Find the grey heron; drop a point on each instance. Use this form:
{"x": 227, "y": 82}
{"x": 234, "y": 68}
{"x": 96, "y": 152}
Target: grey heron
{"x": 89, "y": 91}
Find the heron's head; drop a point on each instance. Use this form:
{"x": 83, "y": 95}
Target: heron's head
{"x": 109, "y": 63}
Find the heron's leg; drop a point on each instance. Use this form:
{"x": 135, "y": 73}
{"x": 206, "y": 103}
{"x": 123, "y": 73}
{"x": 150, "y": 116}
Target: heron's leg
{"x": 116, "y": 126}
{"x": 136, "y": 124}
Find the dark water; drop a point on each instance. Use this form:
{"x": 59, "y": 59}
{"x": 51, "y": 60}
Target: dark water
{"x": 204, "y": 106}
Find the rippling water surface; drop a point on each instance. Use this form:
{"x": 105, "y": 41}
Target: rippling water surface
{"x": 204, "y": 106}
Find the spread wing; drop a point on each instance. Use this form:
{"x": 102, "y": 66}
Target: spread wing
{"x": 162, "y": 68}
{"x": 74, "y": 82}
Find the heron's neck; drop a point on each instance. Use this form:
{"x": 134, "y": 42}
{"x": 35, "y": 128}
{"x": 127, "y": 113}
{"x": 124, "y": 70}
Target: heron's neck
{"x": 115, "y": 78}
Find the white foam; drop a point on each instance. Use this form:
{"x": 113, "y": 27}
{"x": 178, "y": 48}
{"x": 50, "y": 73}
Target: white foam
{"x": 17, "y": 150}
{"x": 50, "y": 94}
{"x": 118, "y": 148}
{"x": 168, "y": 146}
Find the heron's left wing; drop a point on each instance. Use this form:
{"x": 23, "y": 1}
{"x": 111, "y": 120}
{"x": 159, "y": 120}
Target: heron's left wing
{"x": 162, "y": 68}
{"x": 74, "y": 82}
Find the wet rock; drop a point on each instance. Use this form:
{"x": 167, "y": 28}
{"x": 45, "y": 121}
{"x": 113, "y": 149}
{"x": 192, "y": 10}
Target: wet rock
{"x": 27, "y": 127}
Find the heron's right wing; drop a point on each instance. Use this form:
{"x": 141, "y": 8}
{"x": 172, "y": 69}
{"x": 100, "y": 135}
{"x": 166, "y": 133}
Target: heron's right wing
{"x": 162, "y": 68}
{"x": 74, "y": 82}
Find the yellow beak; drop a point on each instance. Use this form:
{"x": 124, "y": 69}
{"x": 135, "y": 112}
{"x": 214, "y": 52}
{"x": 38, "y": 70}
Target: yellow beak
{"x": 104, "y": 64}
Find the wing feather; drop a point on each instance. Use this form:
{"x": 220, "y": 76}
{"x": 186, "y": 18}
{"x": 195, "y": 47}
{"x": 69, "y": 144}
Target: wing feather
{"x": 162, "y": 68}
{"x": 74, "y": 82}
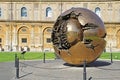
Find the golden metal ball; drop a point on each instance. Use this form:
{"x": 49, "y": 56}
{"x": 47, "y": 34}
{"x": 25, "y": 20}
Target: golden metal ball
{"x": 78, "y": 35}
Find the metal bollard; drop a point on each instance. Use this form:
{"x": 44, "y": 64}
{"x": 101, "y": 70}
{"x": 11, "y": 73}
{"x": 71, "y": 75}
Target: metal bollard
{"x": 17, "y": 68}
{"x": 44, "y": 57}
{"x": 15, "y": 59}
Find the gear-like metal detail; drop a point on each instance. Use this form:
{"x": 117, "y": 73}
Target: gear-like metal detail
{"x": 78, "y": 34}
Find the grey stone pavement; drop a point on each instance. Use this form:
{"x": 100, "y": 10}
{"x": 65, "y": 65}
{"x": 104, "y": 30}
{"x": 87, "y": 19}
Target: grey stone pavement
{"x": 59, "y": 70}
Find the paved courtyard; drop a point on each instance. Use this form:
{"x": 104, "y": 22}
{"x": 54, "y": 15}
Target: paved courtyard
{"x": 59, "y": 70}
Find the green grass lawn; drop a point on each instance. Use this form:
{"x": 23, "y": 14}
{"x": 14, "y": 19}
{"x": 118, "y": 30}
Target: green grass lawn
{"x": 10, "y": 56}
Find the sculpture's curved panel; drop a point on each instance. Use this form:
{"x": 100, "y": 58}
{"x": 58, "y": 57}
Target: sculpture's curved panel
{"x": 78, "y": 35}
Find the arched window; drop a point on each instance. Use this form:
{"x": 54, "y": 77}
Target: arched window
{"x": 23, "y": 12}
{"x": 48, "y": 12}
{"x": 98, "y": 11}
{"x": 0, "y": 12}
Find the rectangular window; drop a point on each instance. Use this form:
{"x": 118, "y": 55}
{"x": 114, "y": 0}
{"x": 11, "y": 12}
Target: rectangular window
{"x": 24, "y": 40}
{"x": 48, "y": 40}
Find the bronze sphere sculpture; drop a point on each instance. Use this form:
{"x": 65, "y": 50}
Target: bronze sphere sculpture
{"x": 78, "y": 35}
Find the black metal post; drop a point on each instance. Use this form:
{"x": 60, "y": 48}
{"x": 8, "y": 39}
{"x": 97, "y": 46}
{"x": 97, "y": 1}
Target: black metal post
{"x": 17, "y": 68}
{"x": 111, "y": 54}
{"x": 84, "y": 70}
{"x": 111, "y": 57}
{"x": 15, "y": 59}
{"x": 44, "y": 57}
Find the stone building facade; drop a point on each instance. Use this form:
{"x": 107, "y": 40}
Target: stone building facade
{"x": 27, "y": 24}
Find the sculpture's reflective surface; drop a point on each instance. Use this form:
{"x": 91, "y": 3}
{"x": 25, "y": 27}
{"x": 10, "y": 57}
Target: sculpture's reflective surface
{"x": 78, "y": 35}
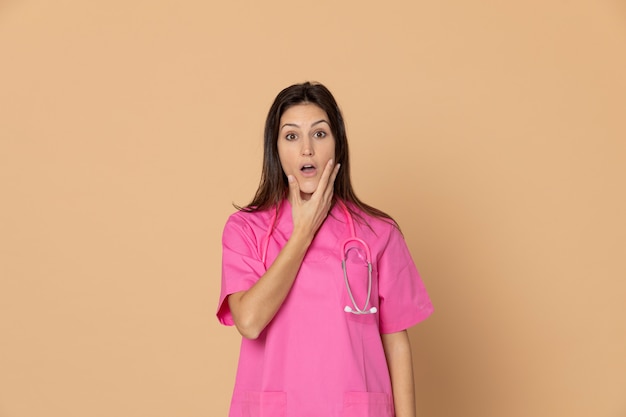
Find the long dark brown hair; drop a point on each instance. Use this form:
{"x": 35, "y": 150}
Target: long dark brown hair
{"x": 273, "y": 187}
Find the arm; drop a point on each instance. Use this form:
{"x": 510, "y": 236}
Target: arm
{"x": 398, "y": 353}
{"x": 253, "y": 309}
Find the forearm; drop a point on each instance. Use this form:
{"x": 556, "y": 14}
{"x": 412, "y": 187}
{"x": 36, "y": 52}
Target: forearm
{"x": 399, "y": 360}
{"x": 253, "y": 309}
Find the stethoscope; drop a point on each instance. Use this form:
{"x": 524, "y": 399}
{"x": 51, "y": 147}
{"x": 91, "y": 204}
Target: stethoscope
{"x": 354, "y": 309}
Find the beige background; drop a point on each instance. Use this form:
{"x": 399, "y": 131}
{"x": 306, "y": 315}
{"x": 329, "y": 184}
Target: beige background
{"x": 492, "y": 131}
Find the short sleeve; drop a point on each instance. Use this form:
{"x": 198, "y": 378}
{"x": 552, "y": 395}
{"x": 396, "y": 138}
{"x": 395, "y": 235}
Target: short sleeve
{"x": 404, "y": 301}
{"x": 241, "y": 264}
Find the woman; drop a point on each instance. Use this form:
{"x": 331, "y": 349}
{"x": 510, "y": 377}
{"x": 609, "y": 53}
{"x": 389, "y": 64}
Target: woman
{"x": 317, "y": 341}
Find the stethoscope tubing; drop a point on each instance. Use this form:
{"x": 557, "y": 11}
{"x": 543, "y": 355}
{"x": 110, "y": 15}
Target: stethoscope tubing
{"x": 355, "y": 309}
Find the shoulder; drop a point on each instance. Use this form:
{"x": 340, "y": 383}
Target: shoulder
{"x": 379, "y": 227}
{"x": 247, "y": 222}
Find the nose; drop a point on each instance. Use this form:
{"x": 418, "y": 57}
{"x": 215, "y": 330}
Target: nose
{"x": 307, "y": 147}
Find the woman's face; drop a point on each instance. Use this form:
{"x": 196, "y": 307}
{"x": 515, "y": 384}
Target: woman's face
{"x": 305, "y": 145}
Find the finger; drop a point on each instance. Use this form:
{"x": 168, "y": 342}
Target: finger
{"x": 323, "y": 184}
{"x": 330, "y": 186}
{"x": 294, "y": 190}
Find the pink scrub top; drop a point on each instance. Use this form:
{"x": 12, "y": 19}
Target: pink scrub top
{"x": 314, "y": 359}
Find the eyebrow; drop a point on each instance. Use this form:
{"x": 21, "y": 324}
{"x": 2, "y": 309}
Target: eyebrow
{"x": 298, "y": 126}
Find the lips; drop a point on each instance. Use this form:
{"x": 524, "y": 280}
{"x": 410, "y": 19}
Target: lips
{"x": 308, "y": 170}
++++++++
▸ Task description:
Starting with the line that contains "Find the finger;", return each line through the last one of the data above, exactly as written and nothing more.

▸ Exercise response:
Find the finger; drop a point on each instance. Use this form:
{"x": 168, "y": 342}
Target: finger
{"x": 323, "y": 184}
{"x": 330, "y": 186}
{"x": 294, "y": 190}
Find the pink scrub top; drop a point on each instance. Use this form:
{"x": 12, "y": 19}
Target: pink scrub top
{"x": 314, "y": 359}
Find the eyebrow; drop a point on each instance. Use this form:
{"x": 21, "y": 324}
{"x": 2, "y": 309}
Target: eyebrow
{"x": 298, "y": 126}
Find the lips; drop a point on each instance. Use this form:
{"x": 524, "y": 280}
{"x": 410, "y": 19}
Target: lips
{"x": 308, "y": 170}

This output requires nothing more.